» Directions for this task
Pull out every line below that contains the word "find".

» Data for review
# # #

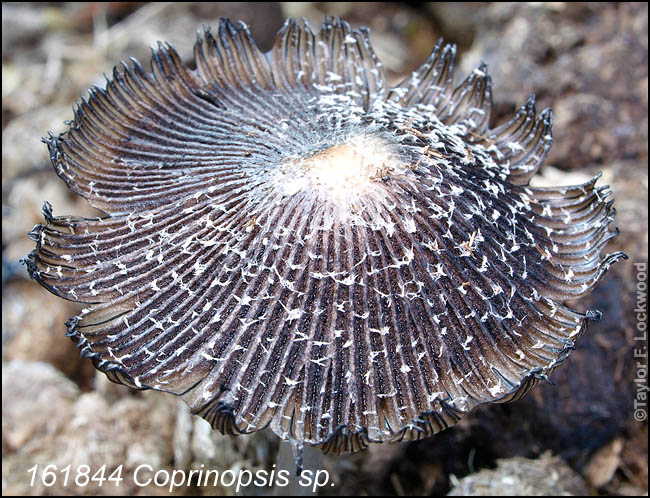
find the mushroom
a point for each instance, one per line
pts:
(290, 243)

# # #

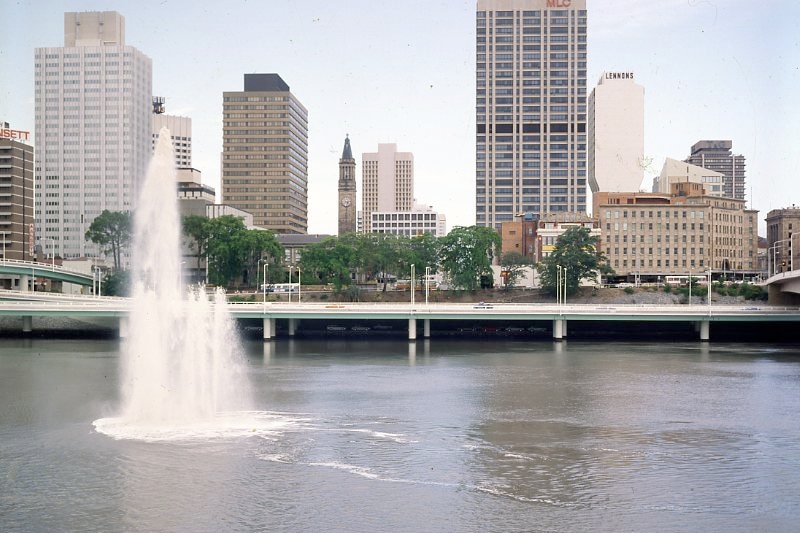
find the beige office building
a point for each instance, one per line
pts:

# # #

» Response box
find the mushroom
find the beige office building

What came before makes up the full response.